• [Travail demandé]:
a: D'après le texte sur l'économie tunisienne, quels sont tous les domaines dont l'« économicisme » néo-libéral ne sait pas penser les interactions ?
b: Poursuivez le texte sur l'économie tunisienne à partir de sa dernière phrase.

• [Texte choisi]:
Ma crainte c’est que tout en ayant raté le «go», on rate également le «stop». Avec le fameux « go » nous avons dilapidé nos ressources et nous avons noyé l’administration par de mauvais recrutements. Aujourd’hui avec le «stop», nous risquons d’assécher nos ressources et de vider l’administration tunisienne de ses meilleures compétences. Ce « jeu » est loin d’être à somme nulle. Nous payons et nous payerons la facture d’une administration, d’une colonne vertébrale de l’Etat, affaiblie et qui n’aura même plus les capacités de négocier avec ses partenaires internationaux.
Je disais qu’il y a une crise de l’économique aussi parce que, me semble-t-il, la Tunisie a été piégée par l’incapacité de penser à des alternatives. Quand je vois nos économistes qui refusent de participer au débat public, qui sont souvent en rupture avec la réalité de l’économie tunisienne, car attachés à des modèles, à un moment où l’économie n’est pas que des modèles. Quand je vois cet «économicisme» néo-libéral qui explique sans réellement comprendre, qui est incapable de penser la complexité des interactions entre l’économique, le politique et le social et qui se gargarise du consensus des modèles fonctionnalistes alors que notre réalité nous renvoie quotidiennement à nos propres contradictions. Je me dis que notre crise est également et surtout au niveau de nos élites et de notre imaginaire économique.

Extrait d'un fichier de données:
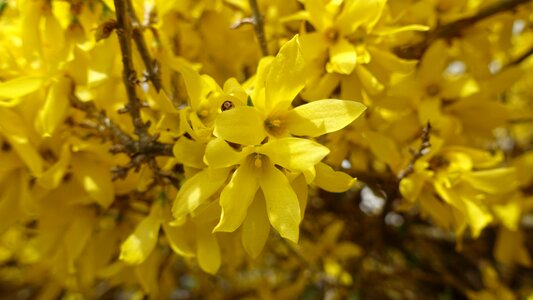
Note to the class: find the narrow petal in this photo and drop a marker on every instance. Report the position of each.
(331, 180)
(19, 87)
(317, 16)
(495, 181)
(433, 62)
(142, 241)
(286, 77)
(342, 58)
(282, 203)
(180, 238)
(394, 30)
(54, 175)
(208, 250)
(219, 154)
(15, 130)
(323, 116)
(95, 179)
(55, 107)
(256, 227)
(391, 62)
(189, 152)
(357, 13)
(294, 153)
(236, 197)
(242, 125)
(197, 189)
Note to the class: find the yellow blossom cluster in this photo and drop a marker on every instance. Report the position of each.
(149, 147)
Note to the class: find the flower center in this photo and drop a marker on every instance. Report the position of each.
(433, 89)
(332, 34)
(274, 126)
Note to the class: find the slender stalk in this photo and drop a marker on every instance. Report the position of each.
(259, 27)
(138, 38)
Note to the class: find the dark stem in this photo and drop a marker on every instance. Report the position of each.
(259, 27)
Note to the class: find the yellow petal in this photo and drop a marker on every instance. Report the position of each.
(496, 181)
(384, 148)
(241, 125)
(394, 30)
(95, 179)
(197, 190)
(357, 13)
(317, 16)
(219, 154)
(256, 227)
(19, 87)
(331, 180)
(286, 77)
(189, 152)
(510, 248)
(55, 107)
(236, 197)
(300, 187)
(342, 58)
(142, 241)
(16, 132)
(180, 238)
(196, 88)
(323, 116)
(54, 175)
(294, 153)
(10, 198)
(391, 62)
(76, 237)
(208, 251)
(282, 203)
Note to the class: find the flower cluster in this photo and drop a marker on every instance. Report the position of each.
(146, 142)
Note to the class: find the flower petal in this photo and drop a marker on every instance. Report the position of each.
(197, 189)
(208, 251)
(286, 77)
(219, 154)
(317, 16)
(142, 241)
(19, 87)
(294, 153)
(342, 58)
(357, 13)
(282, 203)
(323, 116)
(236, 197)
(189, 152)
(95, 178)
(331, 180)
(242, 125)
(256, 227)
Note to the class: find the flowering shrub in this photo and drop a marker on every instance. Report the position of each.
(230, 149)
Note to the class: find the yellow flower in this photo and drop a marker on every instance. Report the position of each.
(257, 169)
(277, 83)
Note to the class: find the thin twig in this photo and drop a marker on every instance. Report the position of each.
(521, 58)
(456, 28)
(129, 76)
(138, 38)
(123, 142)
(422, 150)
(259, 27)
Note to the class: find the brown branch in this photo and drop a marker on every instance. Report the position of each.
(129, 76)
(521, 58)
(456, 28)
(259, 26)
(123, 141)
(138, 38)
(422, 150)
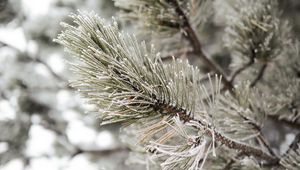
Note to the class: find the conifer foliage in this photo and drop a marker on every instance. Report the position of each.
(180, 116)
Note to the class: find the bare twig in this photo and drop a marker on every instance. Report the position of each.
(244, 148)
(192, 37)
(240, 70)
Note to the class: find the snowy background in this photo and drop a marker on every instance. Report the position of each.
(43, 124)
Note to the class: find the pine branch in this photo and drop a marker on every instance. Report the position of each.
(191, 35)
(128, 83)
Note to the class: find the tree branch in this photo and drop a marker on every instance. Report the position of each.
(192, 37)
(244, 148)
(259, 76)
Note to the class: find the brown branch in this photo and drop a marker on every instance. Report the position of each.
(192, 37)
(288, 123)
(259, 76)
(240, 70)
(244, 148)
(294, 144)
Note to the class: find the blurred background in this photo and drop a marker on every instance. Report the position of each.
(43, 123)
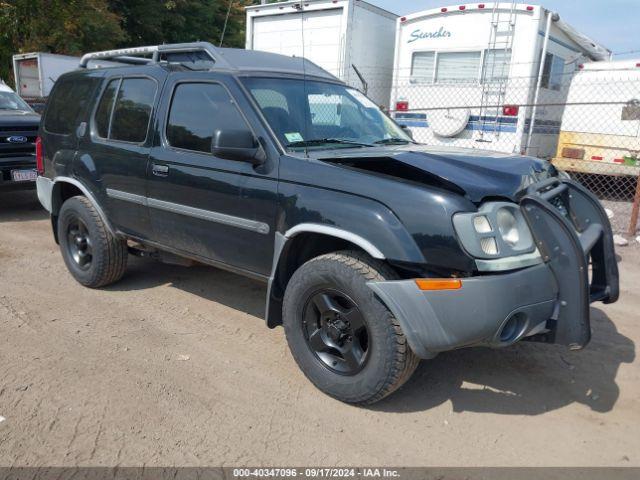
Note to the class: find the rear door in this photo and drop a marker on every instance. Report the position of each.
(219, 209)
(323, 36)
(119, 145)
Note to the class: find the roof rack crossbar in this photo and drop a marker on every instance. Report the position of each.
(140, 55)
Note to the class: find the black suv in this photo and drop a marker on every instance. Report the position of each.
(377, 251)
(18, 131)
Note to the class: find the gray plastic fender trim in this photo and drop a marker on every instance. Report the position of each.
(363, 243)
(281, 239)
(85, 191)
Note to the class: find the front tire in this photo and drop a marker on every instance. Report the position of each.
(94, 256)
(342, 336)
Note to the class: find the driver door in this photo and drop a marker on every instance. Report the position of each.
(217, 209)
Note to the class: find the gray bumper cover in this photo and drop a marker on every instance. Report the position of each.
(435, 321)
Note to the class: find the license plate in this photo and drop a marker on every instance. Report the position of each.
(24, 175)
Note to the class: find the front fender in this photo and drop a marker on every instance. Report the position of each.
(362, 221)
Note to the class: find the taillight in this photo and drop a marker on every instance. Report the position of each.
(576, 153)
(510, 110)
(39, 157)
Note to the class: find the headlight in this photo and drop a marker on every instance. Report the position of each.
(508, 226)
(497, 230)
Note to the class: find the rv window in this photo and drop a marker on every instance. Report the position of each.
(496, 65)
(458, 66)
(422, 65)
(552, 72)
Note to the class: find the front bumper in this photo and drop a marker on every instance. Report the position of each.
(547, 302)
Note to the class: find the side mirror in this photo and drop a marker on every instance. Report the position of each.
(240, 145)
(407, 130)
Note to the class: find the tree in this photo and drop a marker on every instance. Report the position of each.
(149, 22)
(74, 27)
(59, 26)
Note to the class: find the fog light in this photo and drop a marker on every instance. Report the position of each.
(481, 224)
(489, 245)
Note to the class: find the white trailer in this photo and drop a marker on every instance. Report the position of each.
(337, 35)
(600, 130)
(471, 75)
(35, 73)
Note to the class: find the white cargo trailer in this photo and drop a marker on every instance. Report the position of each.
(337, 35)
(35, 73)
(469, 75)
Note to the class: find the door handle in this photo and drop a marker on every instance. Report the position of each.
(160, 170)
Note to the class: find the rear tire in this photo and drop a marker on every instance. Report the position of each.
(94, 256)
(342, 336)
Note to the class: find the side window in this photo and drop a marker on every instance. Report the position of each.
(197, 111)
(422, 67)
(457, 66)
(552, 72)
(132, 109)
(103, 113)
(67, 103)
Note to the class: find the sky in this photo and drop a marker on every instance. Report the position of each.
(613, 23)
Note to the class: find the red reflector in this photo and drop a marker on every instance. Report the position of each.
(510, 110)
(577, 153)
(39, 159)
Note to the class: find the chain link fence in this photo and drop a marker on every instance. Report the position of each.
(587, 123)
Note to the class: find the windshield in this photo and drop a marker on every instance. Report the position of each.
(318, 115)
(11, 101)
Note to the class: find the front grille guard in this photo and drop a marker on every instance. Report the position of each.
(572, 231)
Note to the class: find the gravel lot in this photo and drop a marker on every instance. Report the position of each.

• [Exercices corrigés]:
a: L'économique, le politique et le social.

b:
Aujourd’hui, il faudrait sortir des réponses simplistes qui relèvent soit du populisme politique soit de l’«économicisme» économique. Nous savons à l’évidence que les choses ne sont pas simples, qu’il n’y a pas de réponse toute faite et que la réflexion sur notre modèle de développement économique ne peut en aucun cas se réduire à ce que nous propose le FMI.
J’espère que nous aurons, en 2018, la sérénité et le temps de réfléchir à ce nouveau modèle de développement économique; et que nos politiciens trouveront la sérénité nécessaire pour poser les vrais problèmes, même si 2018 et 2019 seront des années électorales.
J’espère que les Tunisiens reprendront confiance en eux-mêmes parce que je pense qu’il y a objectivement, malgré toutes ces difficultés et tensions, des raisons d’avoir confiance en soi-même. Les Tunisiens ont montré une capacité d’adaptation et de résilience extrêmement forte.
La résilience de la Tunisie, de la société civile, des hommes d’affaires tunisiens et des travailleurs devrait être une source de fierté pour tous les Tunisiens. Notre pays a subi un séisme politique et institutionnel. Il résiste quand même dans la douleur et dans l’épreuve. Si nous reprenions confiance en nous-mêmes, les choses iraient beaucoup mieux.
Ma crainte aussi c’est qu’à l’occasion de ces futures élections, certains rejouent sur les divisions des Tunisiens. Parce qu’un de nos malheurs réside dans ce que certains politiciens font leur commerce en divisant les Tunisiens.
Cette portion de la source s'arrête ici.